Aim of the task - Gather every line in the entries below that contains the word "logo", and copy each one out in full. Case counts.

[Data pulled from a collection]
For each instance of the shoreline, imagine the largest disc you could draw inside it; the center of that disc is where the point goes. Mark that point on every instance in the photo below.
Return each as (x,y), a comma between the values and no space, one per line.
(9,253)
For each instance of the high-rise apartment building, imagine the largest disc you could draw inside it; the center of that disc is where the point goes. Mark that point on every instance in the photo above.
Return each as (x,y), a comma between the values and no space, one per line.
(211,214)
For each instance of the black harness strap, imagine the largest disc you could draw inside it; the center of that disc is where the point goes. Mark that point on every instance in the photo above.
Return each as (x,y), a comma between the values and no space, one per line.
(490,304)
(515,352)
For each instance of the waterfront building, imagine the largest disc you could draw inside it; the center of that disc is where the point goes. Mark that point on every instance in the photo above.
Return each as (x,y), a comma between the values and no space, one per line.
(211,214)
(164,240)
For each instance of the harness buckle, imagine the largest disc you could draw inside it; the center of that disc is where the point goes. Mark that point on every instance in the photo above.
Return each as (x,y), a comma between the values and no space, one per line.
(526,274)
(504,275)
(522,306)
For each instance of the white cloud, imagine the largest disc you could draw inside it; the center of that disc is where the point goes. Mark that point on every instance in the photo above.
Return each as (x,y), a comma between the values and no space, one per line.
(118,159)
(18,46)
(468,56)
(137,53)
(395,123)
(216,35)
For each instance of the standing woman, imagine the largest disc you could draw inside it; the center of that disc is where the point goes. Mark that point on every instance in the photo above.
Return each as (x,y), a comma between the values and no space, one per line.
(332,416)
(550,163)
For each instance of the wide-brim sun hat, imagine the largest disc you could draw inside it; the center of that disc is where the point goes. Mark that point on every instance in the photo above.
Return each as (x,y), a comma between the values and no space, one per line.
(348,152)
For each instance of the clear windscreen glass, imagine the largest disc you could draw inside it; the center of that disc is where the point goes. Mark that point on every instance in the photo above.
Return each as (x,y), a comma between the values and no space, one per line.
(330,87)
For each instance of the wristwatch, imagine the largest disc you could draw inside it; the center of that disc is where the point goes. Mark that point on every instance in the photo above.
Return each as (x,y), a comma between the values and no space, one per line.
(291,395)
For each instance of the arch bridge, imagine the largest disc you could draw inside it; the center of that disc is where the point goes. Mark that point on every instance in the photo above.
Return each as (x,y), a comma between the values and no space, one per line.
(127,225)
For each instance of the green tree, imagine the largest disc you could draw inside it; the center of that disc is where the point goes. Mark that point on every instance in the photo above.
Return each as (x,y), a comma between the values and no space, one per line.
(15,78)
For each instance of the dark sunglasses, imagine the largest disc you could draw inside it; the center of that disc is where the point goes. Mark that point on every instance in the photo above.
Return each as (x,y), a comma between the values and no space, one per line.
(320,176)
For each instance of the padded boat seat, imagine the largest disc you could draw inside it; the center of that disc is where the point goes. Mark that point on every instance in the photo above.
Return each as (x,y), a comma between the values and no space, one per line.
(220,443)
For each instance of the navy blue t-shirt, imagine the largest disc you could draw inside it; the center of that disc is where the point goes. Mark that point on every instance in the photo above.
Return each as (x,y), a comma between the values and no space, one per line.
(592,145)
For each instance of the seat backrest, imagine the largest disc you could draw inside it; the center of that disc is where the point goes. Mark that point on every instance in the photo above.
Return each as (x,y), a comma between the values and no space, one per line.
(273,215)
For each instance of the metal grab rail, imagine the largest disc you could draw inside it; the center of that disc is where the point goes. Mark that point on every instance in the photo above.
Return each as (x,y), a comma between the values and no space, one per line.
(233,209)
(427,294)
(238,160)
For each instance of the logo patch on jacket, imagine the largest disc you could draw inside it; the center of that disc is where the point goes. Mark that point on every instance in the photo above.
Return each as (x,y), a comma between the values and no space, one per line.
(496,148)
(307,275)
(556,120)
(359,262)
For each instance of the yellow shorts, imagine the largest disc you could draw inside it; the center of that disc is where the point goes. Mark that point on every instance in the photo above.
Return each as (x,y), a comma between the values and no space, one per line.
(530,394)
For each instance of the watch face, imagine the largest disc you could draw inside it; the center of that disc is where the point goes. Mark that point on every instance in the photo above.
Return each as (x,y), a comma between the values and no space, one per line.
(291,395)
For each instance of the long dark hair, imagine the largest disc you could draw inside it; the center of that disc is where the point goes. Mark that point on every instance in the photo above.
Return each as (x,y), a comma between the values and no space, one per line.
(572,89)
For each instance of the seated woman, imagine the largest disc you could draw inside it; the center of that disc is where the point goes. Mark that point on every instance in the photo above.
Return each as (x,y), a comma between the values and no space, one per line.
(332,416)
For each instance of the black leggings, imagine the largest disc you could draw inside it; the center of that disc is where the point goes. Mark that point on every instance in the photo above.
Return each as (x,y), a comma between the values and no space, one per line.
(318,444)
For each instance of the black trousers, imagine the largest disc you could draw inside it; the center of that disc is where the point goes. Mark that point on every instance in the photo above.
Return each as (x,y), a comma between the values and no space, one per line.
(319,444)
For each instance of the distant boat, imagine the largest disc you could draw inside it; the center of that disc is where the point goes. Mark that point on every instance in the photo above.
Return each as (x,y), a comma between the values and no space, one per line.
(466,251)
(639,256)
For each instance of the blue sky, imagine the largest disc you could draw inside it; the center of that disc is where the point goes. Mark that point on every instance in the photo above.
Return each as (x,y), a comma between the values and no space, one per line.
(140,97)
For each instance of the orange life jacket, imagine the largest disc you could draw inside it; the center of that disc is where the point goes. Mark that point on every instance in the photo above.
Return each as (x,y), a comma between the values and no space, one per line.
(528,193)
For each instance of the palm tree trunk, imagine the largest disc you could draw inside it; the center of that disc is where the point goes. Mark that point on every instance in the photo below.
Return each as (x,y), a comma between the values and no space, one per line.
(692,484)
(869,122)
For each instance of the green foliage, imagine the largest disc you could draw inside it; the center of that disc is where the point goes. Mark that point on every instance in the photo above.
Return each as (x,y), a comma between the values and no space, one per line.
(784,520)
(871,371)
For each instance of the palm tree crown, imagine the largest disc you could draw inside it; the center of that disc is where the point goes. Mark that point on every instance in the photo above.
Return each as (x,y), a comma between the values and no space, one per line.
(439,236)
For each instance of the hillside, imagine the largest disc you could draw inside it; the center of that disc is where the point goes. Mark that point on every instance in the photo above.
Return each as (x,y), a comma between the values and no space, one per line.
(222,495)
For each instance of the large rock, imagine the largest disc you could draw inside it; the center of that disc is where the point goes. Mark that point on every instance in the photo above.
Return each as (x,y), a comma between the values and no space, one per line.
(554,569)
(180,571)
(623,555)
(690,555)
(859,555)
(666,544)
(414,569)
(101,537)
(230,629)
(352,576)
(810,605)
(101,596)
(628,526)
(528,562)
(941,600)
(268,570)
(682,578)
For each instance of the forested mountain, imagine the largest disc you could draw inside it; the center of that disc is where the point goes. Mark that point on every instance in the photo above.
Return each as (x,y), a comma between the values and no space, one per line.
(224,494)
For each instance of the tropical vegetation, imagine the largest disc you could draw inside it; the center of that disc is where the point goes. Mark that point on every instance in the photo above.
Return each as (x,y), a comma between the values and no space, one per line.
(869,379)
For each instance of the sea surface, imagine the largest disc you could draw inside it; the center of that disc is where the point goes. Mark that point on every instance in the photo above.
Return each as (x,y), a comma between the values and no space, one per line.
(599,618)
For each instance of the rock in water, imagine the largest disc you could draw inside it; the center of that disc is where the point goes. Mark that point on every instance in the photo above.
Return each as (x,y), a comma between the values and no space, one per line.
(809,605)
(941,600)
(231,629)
---
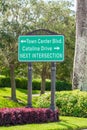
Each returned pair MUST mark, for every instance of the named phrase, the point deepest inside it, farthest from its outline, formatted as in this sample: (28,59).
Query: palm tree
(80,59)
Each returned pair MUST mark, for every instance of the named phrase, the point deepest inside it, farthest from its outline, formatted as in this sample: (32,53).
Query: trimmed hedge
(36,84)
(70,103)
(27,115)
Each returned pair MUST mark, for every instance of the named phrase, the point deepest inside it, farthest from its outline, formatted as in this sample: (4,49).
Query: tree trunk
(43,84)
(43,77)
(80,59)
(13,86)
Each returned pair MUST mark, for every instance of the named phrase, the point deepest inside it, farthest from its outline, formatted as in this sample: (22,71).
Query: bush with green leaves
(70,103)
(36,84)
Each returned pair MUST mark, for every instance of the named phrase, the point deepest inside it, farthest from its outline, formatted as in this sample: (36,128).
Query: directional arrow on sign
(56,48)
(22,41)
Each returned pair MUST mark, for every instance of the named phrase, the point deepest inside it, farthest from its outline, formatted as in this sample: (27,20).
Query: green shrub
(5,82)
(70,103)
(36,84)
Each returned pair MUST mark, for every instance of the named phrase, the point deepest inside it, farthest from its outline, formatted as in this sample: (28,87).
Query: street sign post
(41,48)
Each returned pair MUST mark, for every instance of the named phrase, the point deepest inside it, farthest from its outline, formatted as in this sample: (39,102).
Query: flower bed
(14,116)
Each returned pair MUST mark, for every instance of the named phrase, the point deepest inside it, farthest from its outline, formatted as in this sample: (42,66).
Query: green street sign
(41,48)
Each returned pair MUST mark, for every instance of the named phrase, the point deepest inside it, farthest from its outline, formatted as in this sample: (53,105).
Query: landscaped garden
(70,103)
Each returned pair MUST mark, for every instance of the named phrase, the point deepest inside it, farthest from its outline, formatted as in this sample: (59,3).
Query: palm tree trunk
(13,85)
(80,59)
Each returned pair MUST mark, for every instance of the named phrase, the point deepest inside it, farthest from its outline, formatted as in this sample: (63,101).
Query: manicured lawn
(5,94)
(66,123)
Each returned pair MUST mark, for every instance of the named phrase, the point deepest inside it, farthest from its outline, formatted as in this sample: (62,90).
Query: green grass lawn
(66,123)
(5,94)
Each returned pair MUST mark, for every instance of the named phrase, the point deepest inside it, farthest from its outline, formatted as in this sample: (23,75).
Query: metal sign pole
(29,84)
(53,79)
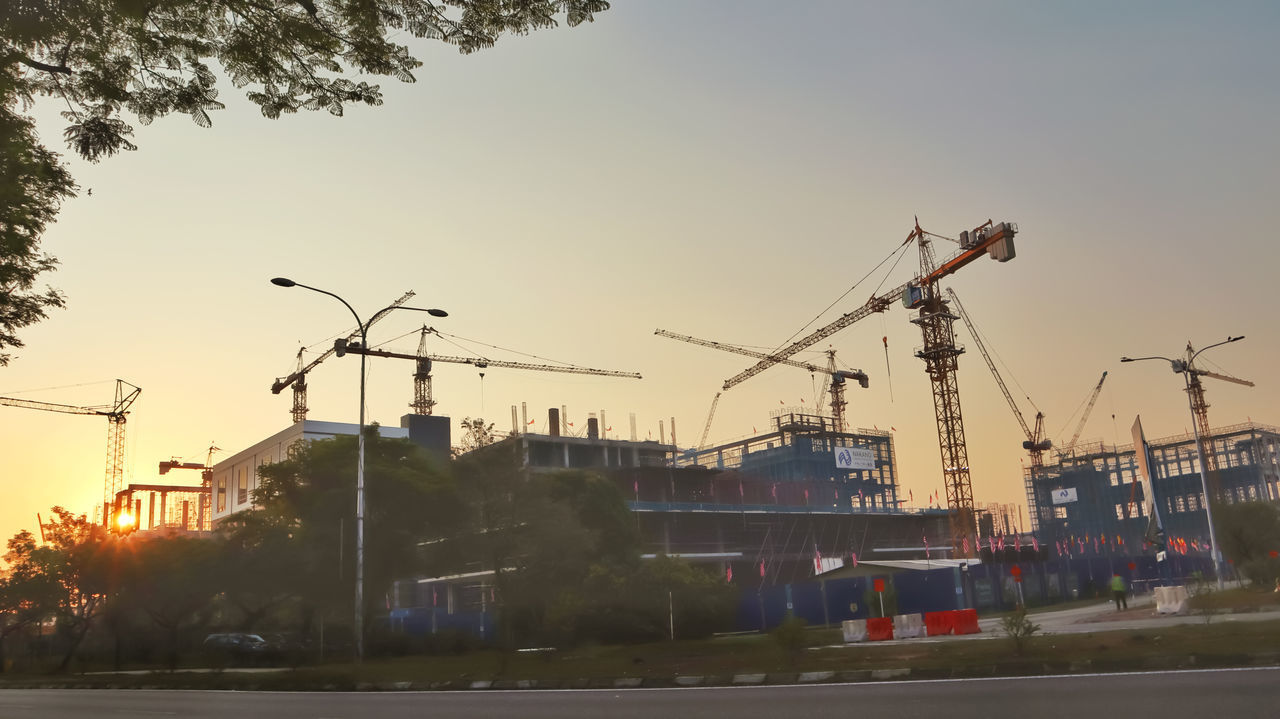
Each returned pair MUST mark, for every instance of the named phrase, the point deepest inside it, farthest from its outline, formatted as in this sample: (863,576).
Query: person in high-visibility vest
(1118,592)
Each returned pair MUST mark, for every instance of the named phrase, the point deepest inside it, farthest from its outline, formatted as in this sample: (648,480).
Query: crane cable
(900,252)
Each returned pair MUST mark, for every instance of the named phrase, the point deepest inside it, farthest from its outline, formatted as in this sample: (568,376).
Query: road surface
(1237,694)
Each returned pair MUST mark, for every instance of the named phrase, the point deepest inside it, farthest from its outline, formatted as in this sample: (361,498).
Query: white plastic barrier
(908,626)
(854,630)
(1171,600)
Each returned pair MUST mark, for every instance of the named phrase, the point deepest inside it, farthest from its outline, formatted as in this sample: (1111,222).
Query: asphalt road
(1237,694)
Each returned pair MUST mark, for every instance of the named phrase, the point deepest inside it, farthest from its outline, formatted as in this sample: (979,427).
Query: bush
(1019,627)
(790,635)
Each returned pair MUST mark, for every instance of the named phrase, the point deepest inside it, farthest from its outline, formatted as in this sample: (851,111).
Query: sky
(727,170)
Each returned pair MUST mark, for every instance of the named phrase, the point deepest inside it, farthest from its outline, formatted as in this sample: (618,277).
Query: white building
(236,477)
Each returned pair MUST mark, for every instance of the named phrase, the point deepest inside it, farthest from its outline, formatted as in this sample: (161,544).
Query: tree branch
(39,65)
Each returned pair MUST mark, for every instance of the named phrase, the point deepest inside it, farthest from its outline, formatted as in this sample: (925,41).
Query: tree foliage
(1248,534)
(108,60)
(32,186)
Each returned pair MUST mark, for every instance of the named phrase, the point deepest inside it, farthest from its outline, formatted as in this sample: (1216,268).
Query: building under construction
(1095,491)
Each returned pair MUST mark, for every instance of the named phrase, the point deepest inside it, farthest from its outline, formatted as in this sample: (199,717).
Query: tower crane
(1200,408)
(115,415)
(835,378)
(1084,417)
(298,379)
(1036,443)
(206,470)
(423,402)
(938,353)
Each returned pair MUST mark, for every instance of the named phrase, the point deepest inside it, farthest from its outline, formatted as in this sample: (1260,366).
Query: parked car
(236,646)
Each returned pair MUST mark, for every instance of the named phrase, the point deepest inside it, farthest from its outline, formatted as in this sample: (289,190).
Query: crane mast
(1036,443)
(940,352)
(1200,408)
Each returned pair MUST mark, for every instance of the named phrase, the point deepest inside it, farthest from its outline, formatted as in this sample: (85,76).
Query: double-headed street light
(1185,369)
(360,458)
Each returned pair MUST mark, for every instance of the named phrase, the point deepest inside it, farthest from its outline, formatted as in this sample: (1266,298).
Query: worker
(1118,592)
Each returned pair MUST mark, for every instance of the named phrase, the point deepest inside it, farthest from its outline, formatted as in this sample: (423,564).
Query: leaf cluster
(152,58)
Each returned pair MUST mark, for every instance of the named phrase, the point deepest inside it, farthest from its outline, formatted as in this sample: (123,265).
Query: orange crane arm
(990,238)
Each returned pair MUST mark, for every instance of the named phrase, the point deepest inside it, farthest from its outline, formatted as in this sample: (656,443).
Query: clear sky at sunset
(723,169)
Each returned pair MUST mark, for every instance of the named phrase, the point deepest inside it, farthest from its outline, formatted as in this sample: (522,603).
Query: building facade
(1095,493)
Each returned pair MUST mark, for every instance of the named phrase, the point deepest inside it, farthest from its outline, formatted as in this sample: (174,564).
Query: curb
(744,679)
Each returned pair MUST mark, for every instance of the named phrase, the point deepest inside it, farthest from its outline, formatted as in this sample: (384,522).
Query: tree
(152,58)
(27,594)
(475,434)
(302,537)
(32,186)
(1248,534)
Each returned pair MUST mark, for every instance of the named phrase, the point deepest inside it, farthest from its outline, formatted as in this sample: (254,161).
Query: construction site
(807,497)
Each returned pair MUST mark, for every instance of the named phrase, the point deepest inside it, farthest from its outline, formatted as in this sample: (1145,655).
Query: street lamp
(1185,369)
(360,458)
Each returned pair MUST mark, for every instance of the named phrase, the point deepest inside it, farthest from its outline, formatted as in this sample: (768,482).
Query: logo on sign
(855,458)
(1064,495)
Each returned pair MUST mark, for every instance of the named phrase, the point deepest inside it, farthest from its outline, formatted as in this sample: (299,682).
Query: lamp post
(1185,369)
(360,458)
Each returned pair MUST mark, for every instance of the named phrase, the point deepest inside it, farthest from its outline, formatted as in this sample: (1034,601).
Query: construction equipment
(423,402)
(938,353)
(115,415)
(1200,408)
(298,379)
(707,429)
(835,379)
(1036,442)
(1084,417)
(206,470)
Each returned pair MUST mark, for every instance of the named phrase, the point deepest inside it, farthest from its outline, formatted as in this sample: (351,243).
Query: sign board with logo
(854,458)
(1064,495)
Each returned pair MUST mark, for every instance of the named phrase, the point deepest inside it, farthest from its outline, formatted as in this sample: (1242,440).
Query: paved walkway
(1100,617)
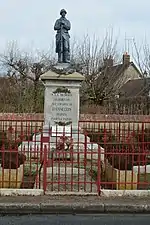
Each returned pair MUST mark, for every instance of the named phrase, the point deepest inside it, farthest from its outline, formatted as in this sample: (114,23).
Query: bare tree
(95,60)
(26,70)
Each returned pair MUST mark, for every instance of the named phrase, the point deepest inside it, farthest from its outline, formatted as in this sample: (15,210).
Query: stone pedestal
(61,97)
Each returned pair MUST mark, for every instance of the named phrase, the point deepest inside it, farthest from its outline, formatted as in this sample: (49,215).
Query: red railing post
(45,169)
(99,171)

Output -
For each instance of the logo patch on jacket, imagine the largest disc you could draw inside it; the center of that disc is where the point goes. Mark that point on every instance in the photo above.
Query: logo on sign
Query: sign board with logo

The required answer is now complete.